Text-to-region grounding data
::::::
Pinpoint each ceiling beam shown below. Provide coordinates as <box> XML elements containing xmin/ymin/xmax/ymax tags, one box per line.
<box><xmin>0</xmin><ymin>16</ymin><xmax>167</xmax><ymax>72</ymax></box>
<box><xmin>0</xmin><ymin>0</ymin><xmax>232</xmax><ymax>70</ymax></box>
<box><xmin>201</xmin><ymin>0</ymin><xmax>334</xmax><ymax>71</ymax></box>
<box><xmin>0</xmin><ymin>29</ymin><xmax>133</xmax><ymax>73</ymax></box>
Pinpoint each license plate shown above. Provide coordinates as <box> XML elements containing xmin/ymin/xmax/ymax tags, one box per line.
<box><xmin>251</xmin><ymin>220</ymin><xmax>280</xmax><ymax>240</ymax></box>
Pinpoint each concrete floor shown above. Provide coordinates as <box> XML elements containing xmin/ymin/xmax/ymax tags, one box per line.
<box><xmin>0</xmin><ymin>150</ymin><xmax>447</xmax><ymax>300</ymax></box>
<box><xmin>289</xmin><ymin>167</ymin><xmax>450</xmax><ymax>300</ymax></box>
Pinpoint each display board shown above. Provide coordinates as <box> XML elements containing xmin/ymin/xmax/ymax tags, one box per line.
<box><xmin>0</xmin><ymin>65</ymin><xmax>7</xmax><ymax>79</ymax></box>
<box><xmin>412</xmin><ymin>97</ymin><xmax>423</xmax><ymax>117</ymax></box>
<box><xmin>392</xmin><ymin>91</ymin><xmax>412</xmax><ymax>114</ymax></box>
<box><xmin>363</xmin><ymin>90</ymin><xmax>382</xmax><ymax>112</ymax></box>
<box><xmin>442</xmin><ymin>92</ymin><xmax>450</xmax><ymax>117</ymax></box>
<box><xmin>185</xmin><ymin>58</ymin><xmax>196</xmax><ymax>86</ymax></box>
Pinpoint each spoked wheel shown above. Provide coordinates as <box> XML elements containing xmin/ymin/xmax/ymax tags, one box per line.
::::::
In the records above, find the line containing "Pinpoint each display"; please retype it and every line after it through the last line, exactly and with nothing else.

Expected answer
Pinpoint each display board shown above. Provide coordinates as <box> XML elements containing xmin/ymin/xmax/ymax tags, one box per line.
<box><xmin>0</xmin><ymin>65</ymin><xmax>7</xmax><ymax>79</ymax></box>
<box><xmin>412</xmin><ymin>97</ymin><xmax>423</xmax><ymax>117</ymax></box>
<box><xmin>392</xmin><ymin>91</ymin><xmax>412</xmax><ymax>114</ymax></box>
<box><xmin>363</xmin><ymin>90</ymin><xmax>382</xmax><ymax>112</ymax></box>
<box><xmin>442</xmin><ymin>92</ymin><xmax>450</xmax><ymax>117</ymax></box>
<box><xmin>185</xmin><ymin>58</ymin><xmax>196</xmax><ymax>86</ymax></box>
Pinpoint each spoked wheel shown above. Provide coordinates as <box> XML elements containing xmin/ymin/xmax/ymax tags, one box per line.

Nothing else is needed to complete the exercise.